#### Texte extrait ####

Pour écouter la playlist, c'est ici.
Commençons donc par La noyée cette chanson rare enregistrée dans l’émission « samedi loisirs » le 4 novembre 1972 dans une version dépouillée d’un simple accompagnement au piano de Jean-Claude Vannier qui en fit un magnifique arrangement sur la reprise d’Anna Karina.
Jean-Claude Vannier fut dans l’ombre, un des principaux artisans de l’œuvre de Gainsbourg. Musicien, il participa grandement à la composition de l’album Melody Nelson En tant qu’arrangeur, il collabora notamment à diverses Bandes Originales de film dont les irrésistibles La horse ou Evelyne dans Slogan:
De sa période Rive Gauche on a tous en mémoire La Javanaise écrite pour Juliette Gréco dont je préfère la version admirative de Claude Nougaro dans l’album Recréation sublimée par le piano de Maurice Vander.
Si Gainsbourg fut repris avec talent (citons aussi la version fidèle de « l’hôtel particulier » des Rita Mitsouko), il lui arriva aussi de se prendre au jeu piègeux de l’arrosé arroseur. Il faut écouter son cover de « Ah si vous connaissez ma poule » du truculent Maurice Chevalier, ou la délicate version de « J’entends siffler le train » de Richard Anthony.
Ayant passé des années à ramer avec pour seul bagage un succès d’estime, ces contributions à l’écriture pour ses collègues ont connu davantage de succès, notoirement avec France Gall.
Pour ma part, j’ai toujours eu un faible pour sa collaboration avec Alain Chamfort auquel il donna le crédit artistique, et le succès que l’on connaît avec Manureva, arbre qui cache la forêt de 3 superbes albums : Rock’n Rose, Poses, et Amour année Zéro. De la trilogie, je vous propose Baby Lou sur le 1er album enregistré en Californie avec, excusez du peu, les frères Porcaro du groupe TOTO.
Mais revenons à notre homme dont l’exigence discographique suscite l’admiration. Précurseur de ce qui deviendra la World Music, Serge nous balance en 1964 l’album Percussions dans lequel brille une « Couleur café » aux racines africaines.

####

* [Tâches et exercices]
1. Traduisez en anglais cette phrase du texte sur Gainsbourg : « Jean-Claude Vannier fut dans l’ombre, un des principaux artisans de l’œuvre de Gainsbourg. »
2. Reprenez le texte sur Gainsbourg à la suite de sa dernière phrase et poursuivez-le.
Le matériel qui suit n'a aucun rôle dans ces exercices.

#### Données d'entrée ####

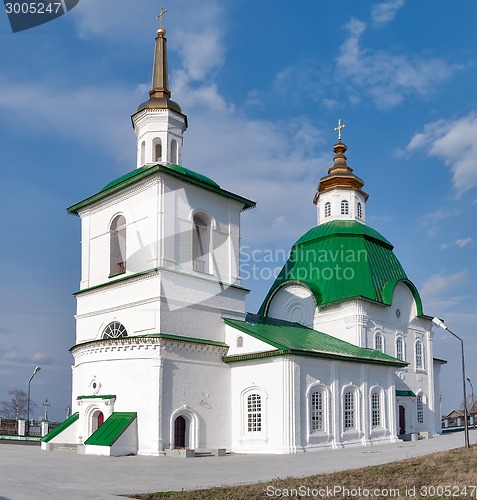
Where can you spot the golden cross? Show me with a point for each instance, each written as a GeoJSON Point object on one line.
{"type": "Point", "coordinates": [161, 15]}
{"type": "Point", "coordinates": [339, 127]}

####

* [Réponses]
1. Behind the scenes, Jean-Claude Vannier was one of the main architects of Gainsbourg's work.

2.
Gainsbourg dit qu’il « aime bien les noirs » et ils le lui rendent bien comme en témoigne l’accompagnement rythmique des inséparables Sly Dunbar et Robbie Shakespeare (batterie et basse connus entre autre pour leur participation à quelques pépites de Peter Tosh, Grace Jones, Joe Cocker, Dylan…). La réussite Reggae d’aux armes et caetera marqua un véritable tournant dans la carrière de Gainsbourg qui, pris au jeu de la reconnaissance, se fera dévorer tout cru par son Mr Hyde/Gainsbarre. Sous les cieux jamaïcains, l’écriture de Serge est à son climax. Le style percussif du Reggae met particulièrement en relief sa poésie. Il faut urgemment réécouter Lola Rastaquouère où le coquin Gainsbourg fait monter la température bien au-delà de ce que fut le torride « Je t’aime moi non plus ».
Maladivement timide, pétrifié par le trac, Gainsbourg s’absenta de la scène pendant près de 15 ans. Ragaillardi par l’invitation complice du groupe Bijou, il livre en cette fin d’année 1979 une prestation d’exception au Palace avec ses potes rastas. Trop jeune à l’époque pour assister à ce mythique revival, je dus me contenter du dernier concert à Angers de sa dernière tournée dîtes du Zénith avec cendrier géant en guise de mise en scène.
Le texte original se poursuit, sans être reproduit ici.